* start Material to process *

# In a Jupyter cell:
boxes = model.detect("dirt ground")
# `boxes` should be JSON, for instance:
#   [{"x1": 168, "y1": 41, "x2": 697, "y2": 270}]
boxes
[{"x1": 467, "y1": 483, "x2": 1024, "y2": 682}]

* end Material to process *

**Directions:** Present the items above as a Markdown table with the columns Row and Line, numbering each line and omitting any blank lines.

**Output of the exercise:**
| Row | Line |
|---|---|
| 1 | # In a Jupyter cell: |
| 2 | boxes = model.detect("dirt ground") |
| 3 | # `boxes` should be JSON, for instance: |
| 4 | #   [{"x1": 168, "y1": 41, "x2": 697, "y2": 270}] |
| 5 | boxes |
| 6 | [{"x1": 467, "y1": 483, "x2": 1024, "y2": 682}] |